## Exercise input:

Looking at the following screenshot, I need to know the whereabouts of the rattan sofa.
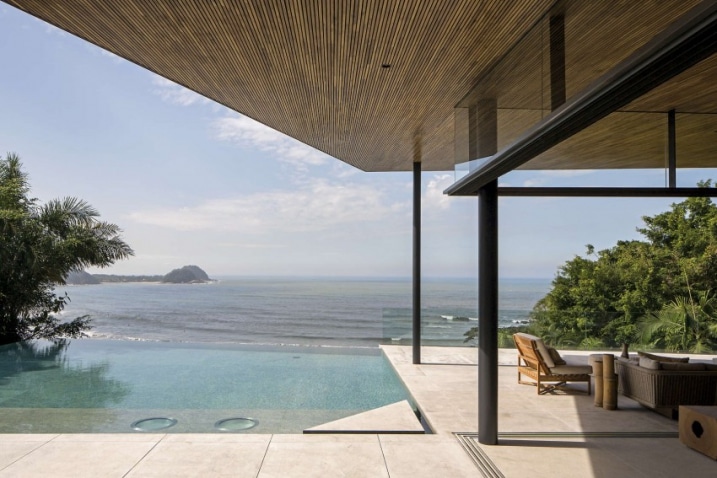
--
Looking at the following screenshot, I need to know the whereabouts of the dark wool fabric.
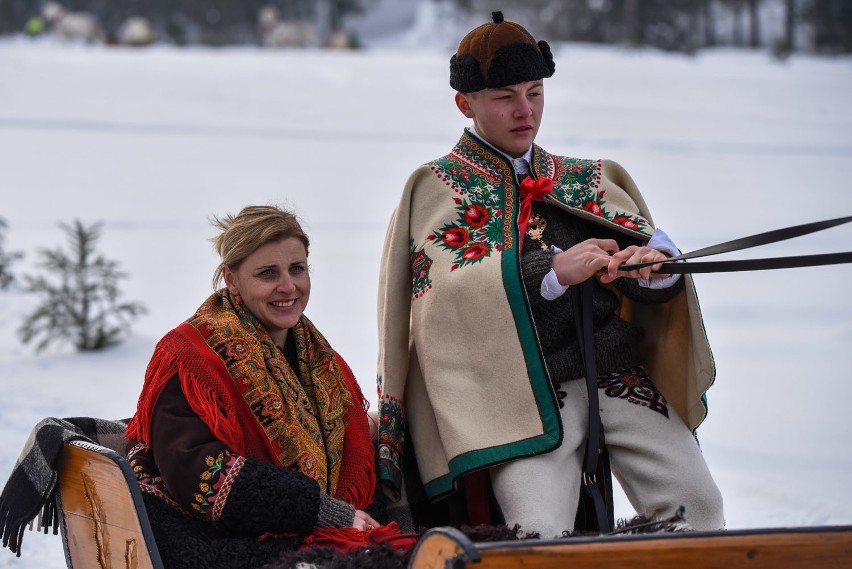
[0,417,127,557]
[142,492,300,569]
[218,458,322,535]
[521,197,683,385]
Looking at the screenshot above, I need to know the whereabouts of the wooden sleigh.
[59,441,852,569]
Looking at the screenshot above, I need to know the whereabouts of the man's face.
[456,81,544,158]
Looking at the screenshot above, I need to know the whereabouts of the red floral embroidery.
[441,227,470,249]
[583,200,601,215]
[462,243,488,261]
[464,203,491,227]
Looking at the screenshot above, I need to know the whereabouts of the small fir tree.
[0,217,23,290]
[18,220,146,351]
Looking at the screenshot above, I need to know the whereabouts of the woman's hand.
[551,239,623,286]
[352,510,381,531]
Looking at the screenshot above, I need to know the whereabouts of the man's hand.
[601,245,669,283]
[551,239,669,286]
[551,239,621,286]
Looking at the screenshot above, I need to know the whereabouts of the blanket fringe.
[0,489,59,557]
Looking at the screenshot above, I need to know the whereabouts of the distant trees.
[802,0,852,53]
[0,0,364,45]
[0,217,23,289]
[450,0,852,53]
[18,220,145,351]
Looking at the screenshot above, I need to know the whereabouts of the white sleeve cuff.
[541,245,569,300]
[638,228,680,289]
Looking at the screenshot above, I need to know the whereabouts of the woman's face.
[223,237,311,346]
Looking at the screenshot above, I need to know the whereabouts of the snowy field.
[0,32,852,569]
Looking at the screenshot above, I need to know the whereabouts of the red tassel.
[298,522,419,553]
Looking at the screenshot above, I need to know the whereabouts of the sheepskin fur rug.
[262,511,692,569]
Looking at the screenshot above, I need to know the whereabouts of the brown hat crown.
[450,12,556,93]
---
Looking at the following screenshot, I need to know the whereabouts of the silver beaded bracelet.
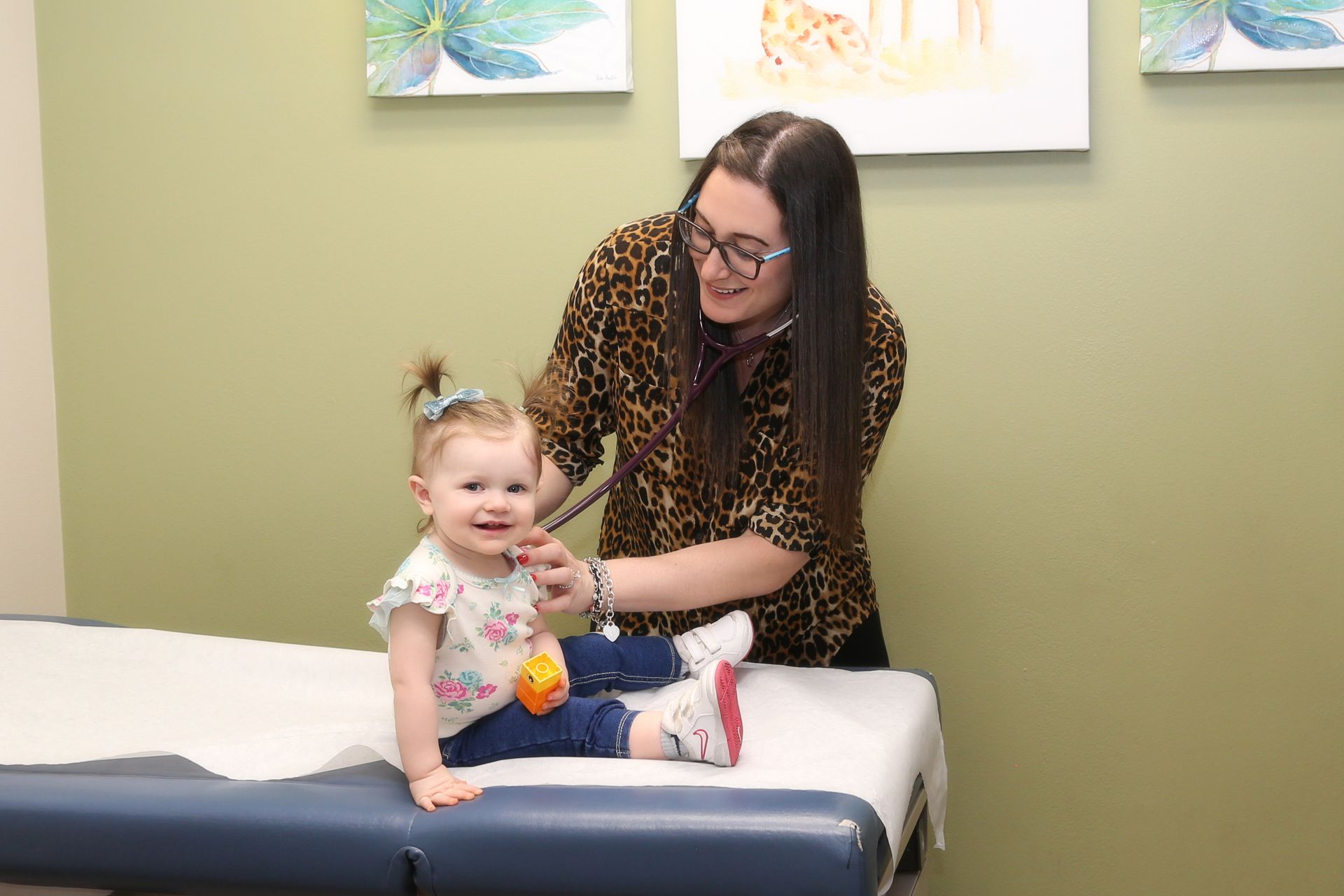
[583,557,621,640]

## What this task involves:
Rewrite the material between the lines holding "small fir tree." and "[450,12,556,93]", inclusive, changing every "screenshot" to "photo" and leaving everything else as it is. Return only those lines.

## Reply to the task:
Looking at the photo above, I need to know the whereabouts of the small fir tree.
[0,217,23,290]
[18,220,146,351]
Looking at the photo above, I need to know the whereabouts of the woman's hand.
[551,239,623,286]
[352,510,381,531]
Looking at the photo above, I need to know the whereabouts of the man's hand.
[601,245,669,283]
[551,239,669,286]
[551,239,621,286]
Looking at the photo above, I need to know the whereabouts of the blanket fringe.
[0,489,59,557]
Looking at the photo above, I need to know the whereabouts of the distant trees.
[802,0,852,53]
[0,0,364,45]
[0,217,23,289]
[450,0,852,53]
[18,220,145,351]
Looking at the photo above, I need to know the whereabouts of the white sleeve cuff.
[541,245,569,300]
[638,228,680,289]
Looking at the photo above, I need to know the whereabouts of the woman's face.
[223,237,311,346]
Looking at the photo above, I need to know the whereabouts of the snowy field.
[0,32,852,569]
Looking at the photo above, I need to know the whereabouts of the red tassel.
[298,522,419,553]
Looking at the photo above, I need to know the whereabouts of the sheepskin fur rug.
[262,511,692,569]
Looking at the photo above, I need to know the whereabouts of the brown hat crown.
[450,12,556,93]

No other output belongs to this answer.